**What the exercise asks:**
Where the records below reach the line containing "x=590, y=255", start transcribing, and end with the line containing "x=139, y=157", exactly and with nothing else added.

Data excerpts
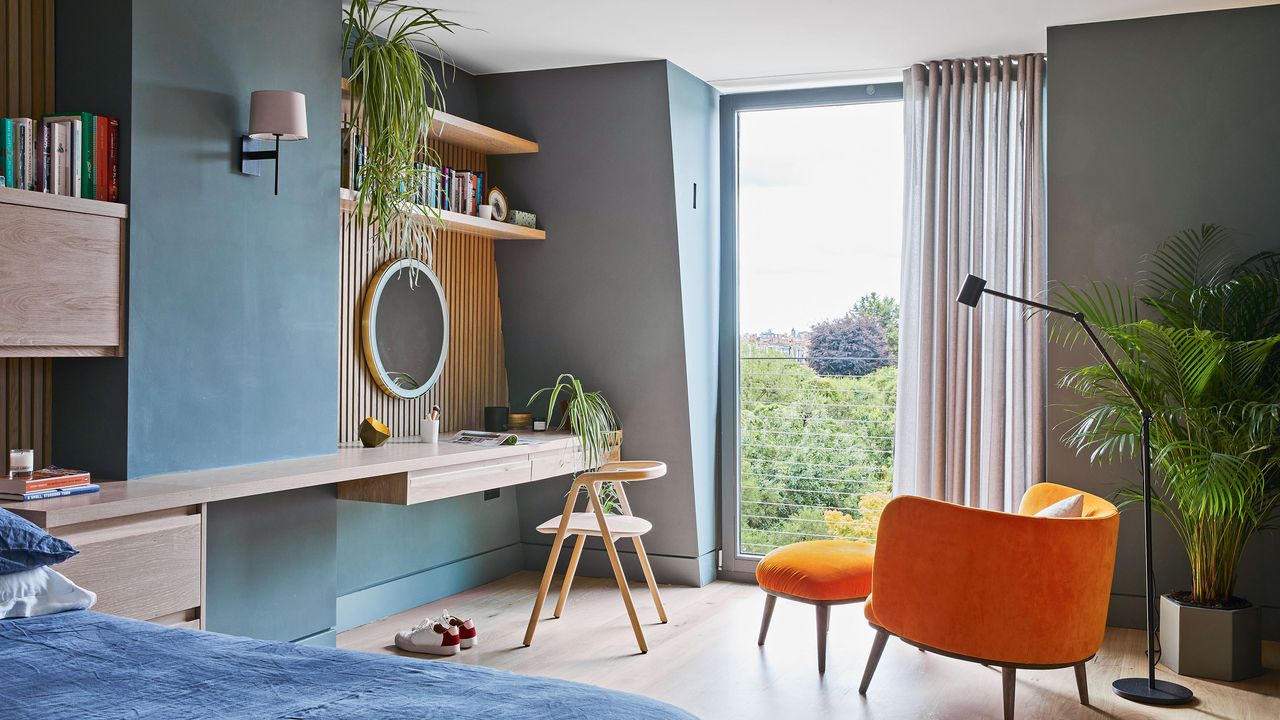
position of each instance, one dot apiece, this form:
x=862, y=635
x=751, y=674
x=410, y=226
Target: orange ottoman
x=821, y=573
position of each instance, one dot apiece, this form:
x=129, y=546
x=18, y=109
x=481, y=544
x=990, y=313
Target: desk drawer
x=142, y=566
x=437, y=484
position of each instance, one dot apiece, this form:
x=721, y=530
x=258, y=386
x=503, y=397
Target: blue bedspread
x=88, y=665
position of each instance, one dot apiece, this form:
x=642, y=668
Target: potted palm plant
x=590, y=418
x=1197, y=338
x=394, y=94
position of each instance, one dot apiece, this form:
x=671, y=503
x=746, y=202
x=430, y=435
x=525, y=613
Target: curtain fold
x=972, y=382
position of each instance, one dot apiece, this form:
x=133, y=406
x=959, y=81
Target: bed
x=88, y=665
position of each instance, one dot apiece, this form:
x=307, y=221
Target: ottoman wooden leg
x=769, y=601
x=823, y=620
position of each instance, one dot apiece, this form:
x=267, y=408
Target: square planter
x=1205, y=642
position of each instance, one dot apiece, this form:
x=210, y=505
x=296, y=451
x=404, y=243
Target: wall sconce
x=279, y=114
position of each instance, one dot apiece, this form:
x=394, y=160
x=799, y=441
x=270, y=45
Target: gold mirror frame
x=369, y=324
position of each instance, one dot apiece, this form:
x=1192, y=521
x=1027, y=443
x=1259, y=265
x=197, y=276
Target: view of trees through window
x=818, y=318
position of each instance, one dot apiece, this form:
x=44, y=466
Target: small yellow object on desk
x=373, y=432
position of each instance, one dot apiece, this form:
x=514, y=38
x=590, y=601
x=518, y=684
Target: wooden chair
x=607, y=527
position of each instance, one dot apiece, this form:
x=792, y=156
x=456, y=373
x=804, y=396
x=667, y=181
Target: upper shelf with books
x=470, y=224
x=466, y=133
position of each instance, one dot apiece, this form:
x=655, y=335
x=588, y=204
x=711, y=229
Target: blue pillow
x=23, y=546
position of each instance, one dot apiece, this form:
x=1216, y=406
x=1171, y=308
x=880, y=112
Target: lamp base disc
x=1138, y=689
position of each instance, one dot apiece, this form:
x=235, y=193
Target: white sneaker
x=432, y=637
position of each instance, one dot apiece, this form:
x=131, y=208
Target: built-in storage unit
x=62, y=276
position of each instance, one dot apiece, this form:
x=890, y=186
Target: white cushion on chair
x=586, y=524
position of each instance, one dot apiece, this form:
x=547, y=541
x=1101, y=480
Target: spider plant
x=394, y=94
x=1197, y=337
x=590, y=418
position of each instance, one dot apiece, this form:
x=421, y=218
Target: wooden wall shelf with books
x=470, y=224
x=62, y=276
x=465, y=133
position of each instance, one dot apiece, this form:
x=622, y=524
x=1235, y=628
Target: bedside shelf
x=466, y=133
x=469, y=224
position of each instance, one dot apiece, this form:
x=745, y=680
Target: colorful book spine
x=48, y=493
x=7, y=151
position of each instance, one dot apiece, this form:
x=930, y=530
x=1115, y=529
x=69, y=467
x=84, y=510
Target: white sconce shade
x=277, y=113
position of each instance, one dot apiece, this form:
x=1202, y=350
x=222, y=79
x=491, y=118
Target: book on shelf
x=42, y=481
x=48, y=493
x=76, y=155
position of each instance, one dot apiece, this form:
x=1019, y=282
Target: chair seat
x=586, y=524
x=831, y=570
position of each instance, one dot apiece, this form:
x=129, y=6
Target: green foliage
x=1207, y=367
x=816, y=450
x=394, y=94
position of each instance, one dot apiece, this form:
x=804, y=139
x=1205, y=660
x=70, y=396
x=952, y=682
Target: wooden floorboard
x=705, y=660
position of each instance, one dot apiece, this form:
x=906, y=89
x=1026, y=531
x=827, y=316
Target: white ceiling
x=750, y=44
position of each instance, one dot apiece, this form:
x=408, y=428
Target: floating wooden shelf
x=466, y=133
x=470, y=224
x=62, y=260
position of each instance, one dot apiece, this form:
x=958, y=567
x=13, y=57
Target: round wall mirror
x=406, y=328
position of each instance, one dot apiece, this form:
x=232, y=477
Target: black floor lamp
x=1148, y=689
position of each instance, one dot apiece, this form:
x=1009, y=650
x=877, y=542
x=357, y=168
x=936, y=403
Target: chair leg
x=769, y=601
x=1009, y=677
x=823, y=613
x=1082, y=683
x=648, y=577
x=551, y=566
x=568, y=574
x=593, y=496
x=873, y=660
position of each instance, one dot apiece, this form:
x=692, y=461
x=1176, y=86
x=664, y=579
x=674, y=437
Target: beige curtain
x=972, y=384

...

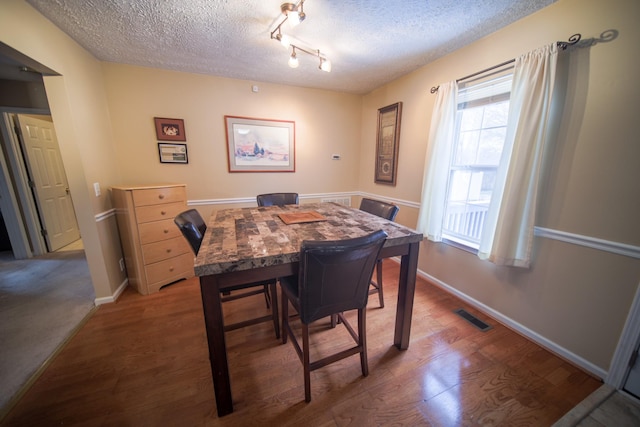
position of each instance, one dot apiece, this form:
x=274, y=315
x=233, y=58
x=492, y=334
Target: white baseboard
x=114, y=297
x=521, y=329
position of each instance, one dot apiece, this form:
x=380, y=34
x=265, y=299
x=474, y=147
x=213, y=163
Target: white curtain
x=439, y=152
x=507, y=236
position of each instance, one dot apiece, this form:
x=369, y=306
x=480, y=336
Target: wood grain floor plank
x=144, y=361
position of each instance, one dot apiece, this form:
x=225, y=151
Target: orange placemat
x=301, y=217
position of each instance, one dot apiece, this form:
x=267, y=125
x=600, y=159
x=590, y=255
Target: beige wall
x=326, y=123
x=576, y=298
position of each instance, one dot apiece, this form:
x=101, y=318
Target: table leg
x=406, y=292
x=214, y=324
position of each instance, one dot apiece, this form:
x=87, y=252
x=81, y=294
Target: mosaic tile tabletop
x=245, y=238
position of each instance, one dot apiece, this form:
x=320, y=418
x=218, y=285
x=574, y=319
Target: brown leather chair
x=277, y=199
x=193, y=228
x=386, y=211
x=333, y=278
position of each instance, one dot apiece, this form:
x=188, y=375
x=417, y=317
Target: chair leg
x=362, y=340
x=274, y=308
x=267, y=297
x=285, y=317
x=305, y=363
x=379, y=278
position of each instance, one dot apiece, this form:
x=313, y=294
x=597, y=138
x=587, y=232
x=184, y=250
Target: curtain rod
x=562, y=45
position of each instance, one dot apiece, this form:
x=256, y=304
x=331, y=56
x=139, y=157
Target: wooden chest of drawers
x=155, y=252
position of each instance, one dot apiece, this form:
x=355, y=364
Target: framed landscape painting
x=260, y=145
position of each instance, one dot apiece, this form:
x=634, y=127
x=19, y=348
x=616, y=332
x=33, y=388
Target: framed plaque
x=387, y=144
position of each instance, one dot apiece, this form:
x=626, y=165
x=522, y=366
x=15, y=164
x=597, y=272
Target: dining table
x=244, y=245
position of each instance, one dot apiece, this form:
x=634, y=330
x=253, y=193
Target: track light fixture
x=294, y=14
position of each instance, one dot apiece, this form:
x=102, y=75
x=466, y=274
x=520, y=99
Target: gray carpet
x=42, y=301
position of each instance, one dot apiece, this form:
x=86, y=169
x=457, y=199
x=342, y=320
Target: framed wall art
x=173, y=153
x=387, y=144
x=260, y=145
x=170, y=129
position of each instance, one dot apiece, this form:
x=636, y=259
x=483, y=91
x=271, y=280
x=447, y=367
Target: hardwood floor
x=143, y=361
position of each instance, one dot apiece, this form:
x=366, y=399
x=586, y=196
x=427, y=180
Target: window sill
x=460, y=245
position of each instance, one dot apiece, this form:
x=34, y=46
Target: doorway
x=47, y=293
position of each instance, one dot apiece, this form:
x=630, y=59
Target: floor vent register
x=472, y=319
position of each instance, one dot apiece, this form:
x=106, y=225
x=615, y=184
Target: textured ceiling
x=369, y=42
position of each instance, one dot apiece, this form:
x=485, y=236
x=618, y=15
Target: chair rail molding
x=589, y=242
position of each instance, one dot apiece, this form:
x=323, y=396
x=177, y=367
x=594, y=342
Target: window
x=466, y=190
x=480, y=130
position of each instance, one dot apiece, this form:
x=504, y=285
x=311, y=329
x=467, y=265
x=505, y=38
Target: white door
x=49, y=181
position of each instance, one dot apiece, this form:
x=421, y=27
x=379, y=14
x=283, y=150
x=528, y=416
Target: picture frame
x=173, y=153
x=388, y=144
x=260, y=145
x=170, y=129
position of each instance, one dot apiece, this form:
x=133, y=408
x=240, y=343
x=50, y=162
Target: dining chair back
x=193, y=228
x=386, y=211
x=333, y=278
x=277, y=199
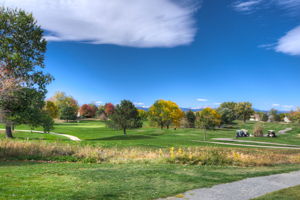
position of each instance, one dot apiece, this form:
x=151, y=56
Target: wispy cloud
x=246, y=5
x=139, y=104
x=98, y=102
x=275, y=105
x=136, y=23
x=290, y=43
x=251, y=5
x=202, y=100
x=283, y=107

---

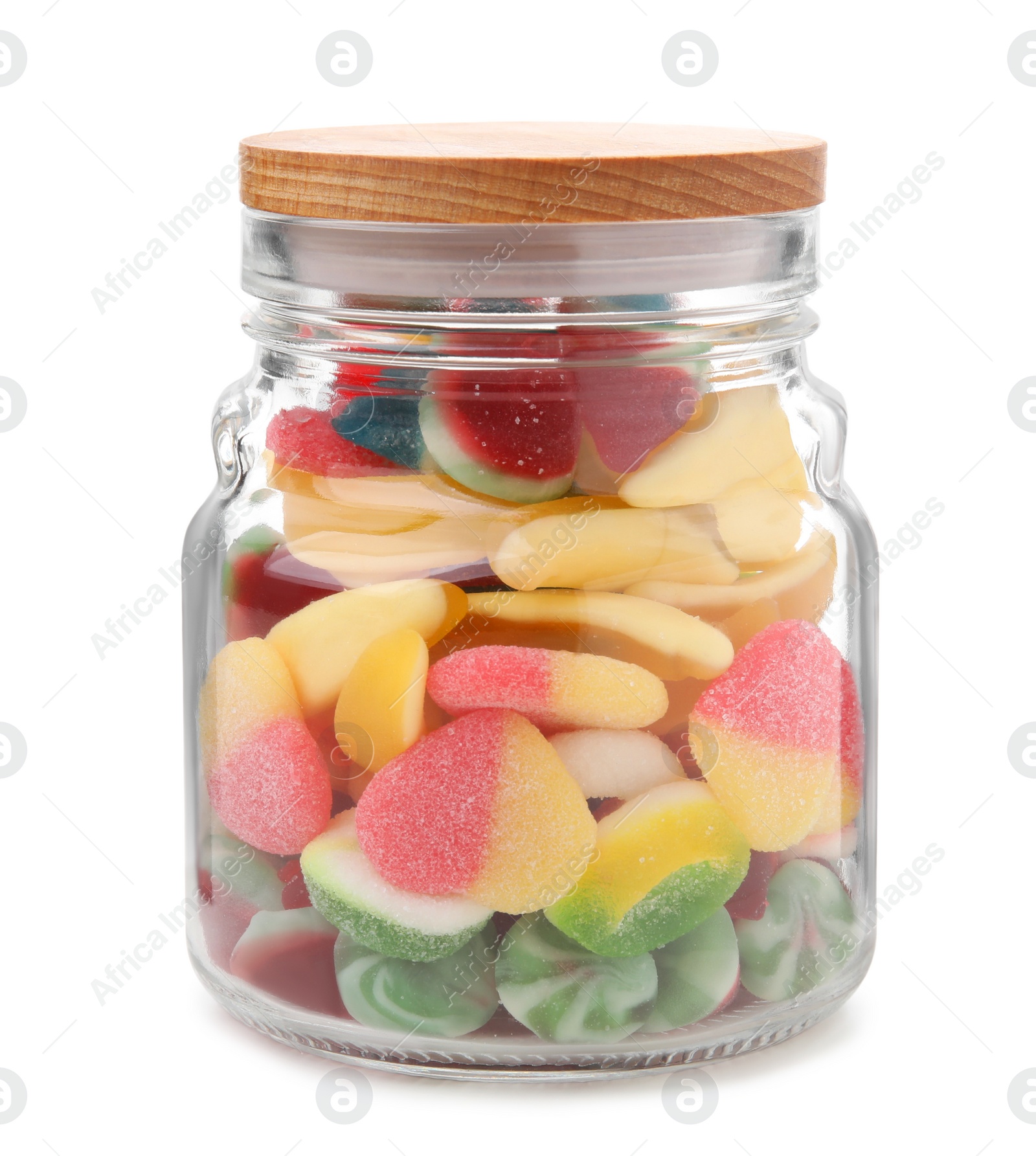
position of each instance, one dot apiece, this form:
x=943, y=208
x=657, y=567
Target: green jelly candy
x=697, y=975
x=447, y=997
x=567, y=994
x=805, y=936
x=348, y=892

**Solution to this task:**
x=590, y=255
Target: beige wall
x=326, y=123
x=576, y=298
position of each instance, one dot apiece, this form:
x=101, y=318
Target: table leg
x=406, y=292
x=214, y=324
position of each instance, one dot apiece, this form:
x=87, y=252
x=81, y=294
Target: mosaic tile tabletop
x=245, y=238
position of each instance, one dot apiece, this form:
x=320, y=418
x=218, y=285
x=574, y=319
Target: brown leather chair
x=277, y=199
x=193, y=228
x=386, y=211
x=333, y=278
position of each instance, one dot apiece, this form:
x=188, y=375
x=417, y=317
Target: chair leg
x=362, y=340
x=274, y=308
x=267, y=297
x=285, y=317
x=305, y=363
x=379, y=278
position of each instance, one dot apiece, this form:
x=313, y=294
x=597, y=138
x=587, y=232
x=184, y=250
Target: curtain rod
x=562, y=45
position of each instance, one dot apiece, this form:
x=256, y=304
x=331, y=56
x=139, y=157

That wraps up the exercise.